**STATED GOAL**
In the severance plan passage below, write out the part starting with "Taxes. Severance and" and going on through "and savings plans.", replacing every "DIRECTV" with "Company".

***** READING PASSAGE

Taxes. Severance and other payments under the Plan will be subject to all required taxes and may be impacted by any legally required withholdings. Payments under the Plan are not deemed “compensation” for purposes of DIRECTV retirement plans, savings plans, and incentive plans. Accordingly, no deductions will be taken for any of the DIRECTV retirement and savings plans.
C.
Specified Employees. Notwithstanding anything herein to the contrary, (1) if, at the time of a Participant’s termination of employment with the Company, he is a "specified employee" as defined in Code Section 409A, and the deferral of the commencement of any payments or benefits otherwise payable hereunder as a result of such termination of employment is necessary in order to prevent the imposition of any accelerated or additional tax under Code Section 409A, then the Company will defer commencement of the payment of any such payments or benefits hereunder (without any reduction or increase in such payments or benefits ultimately paid or provided to the Participant) until the date that is six (6) months following such Participant’s termination of employment with the Company (or the earliest date that is permitted under Code Section 409A); and (2) if any other payments of money or other benefits due to the Participant hereunder would cause the application of an accelerated or additional tax under Code Section 409A, such payments or other benefits shall be deferred if deferral will make such payment or other benefits compliant under Code Section 409A, or otherwise such payment or other benefits shall be restructured, to the extent possible, in a manner, determined by or at the direction of the Compensation Committee, that does not cause such an accelerated or additional tax or result in additional cost to the Company. The Company shall consult with its legal counsel and tax advisors in good faith regarding the implementation of this Article IV, Paragraph C, which shall be done only in a manner that is reasonably acceptable to the Participant; provided, however, that neither the Company, nor any of its employees or representatives, shall have any liability to the Participant with respect thereto.

**********
***** RECORDED DATA

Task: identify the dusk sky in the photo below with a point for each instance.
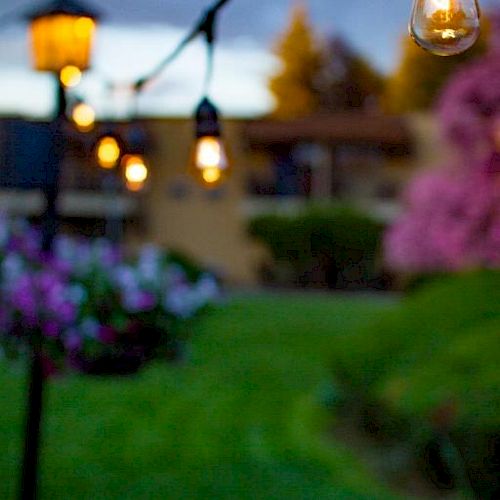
(137, 33)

**********

**TASK OUTPUT**
Taxes. Severance and other payments under the Plan will be subject to all required taxes and may be impacted by any legally required withholdings. Payments under the Plan are not deemed “compensation” for purposes of Company retirement plans, savings plans, and incentive plans. Accordingly, no deductions will be taken for any of the Company retirement and savings plans.